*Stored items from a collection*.
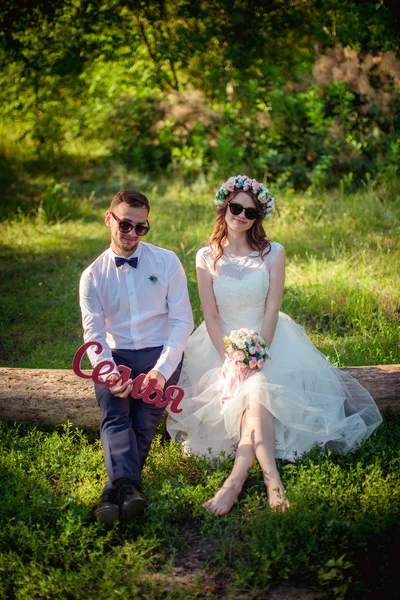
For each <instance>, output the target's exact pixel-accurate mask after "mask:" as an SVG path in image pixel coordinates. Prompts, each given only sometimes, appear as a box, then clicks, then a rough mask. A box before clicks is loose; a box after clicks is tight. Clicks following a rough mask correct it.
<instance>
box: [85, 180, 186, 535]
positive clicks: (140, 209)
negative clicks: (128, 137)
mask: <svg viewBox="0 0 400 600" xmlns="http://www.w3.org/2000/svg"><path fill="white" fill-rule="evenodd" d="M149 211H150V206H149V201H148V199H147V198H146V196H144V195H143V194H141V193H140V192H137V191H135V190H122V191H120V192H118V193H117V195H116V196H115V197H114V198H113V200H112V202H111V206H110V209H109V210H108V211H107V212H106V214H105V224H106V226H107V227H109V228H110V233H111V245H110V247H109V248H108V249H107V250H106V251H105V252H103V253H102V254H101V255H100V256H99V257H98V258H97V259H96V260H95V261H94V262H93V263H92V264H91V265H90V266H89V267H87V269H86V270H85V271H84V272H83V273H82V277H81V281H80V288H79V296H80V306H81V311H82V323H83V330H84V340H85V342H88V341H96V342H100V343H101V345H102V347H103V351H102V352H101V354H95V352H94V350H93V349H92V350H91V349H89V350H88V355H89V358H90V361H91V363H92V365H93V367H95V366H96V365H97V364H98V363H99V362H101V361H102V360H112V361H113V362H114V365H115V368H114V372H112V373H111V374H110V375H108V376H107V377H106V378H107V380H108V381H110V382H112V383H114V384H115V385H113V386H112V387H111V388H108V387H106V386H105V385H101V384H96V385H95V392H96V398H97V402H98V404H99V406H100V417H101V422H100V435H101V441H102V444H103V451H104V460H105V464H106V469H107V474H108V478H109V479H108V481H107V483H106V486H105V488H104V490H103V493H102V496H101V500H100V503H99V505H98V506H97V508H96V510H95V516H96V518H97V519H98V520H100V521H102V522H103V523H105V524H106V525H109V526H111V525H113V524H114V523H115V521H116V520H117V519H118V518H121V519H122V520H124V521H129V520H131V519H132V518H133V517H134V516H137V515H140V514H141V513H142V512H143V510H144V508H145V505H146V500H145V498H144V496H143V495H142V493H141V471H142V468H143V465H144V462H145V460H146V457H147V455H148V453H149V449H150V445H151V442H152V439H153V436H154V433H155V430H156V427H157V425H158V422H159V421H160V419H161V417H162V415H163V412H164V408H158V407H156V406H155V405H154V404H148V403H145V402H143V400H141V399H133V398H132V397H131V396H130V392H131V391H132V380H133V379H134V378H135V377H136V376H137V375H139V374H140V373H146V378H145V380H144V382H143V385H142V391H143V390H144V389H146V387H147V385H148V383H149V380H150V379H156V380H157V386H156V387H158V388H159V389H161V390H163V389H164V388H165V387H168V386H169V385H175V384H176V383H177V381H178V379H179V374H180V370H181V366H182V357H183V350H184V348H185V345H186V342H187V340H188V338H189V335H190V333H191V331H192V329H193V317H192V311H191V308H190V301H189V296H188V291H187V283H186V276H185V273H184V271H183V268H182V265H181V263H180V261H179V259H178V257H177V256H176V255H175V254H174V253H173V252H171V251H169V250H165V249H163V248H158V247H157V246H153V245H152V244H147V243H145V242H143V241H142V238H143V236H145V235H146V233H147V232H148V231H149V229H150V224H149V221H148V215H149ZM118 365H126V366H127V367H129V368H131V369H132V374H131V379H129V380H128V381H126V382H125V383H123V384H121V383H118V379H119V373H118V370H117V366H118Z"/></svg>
--
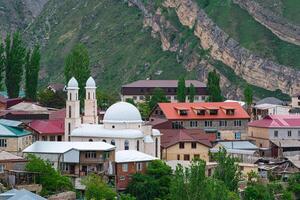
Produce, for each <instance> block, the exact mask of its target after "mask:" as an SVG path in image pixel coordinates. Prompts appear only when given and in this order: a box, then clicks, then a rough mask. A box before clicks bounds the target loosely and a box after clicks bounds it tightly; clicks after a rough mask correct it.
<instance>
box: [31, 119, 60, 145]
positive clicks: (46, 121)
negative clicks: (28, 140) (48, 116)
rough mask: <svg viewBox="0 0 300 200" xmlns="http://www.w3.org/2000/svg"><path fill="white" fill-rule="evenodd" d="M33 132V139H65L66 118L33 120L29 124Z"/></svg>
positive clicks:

*AIM OF THE EXERCISE*.
Swap "rough mask" for "coarse mask" in everything from the line containing "Produce, for each" down to the line containing "negative clicks: (28, 140) (48, 116)", and return only those lines with nothing else altered.

*TASK OUTPUT*.
Produce, for each <instance> block, the exact mask of its target after "mask:" as an SVG path in image pixel coordinates. Prompts appear only when given and in this order: a box, then clicks, then a coarse mask. A box before clicks bounds the target loosely and a box after clicks bounds it tightly; clicks after a coarse mask correct it.
<instance>
box: [31, 119, 60, 145]
positive clicks: (46, 121)
negative clicks: (28, 140) (48, 116)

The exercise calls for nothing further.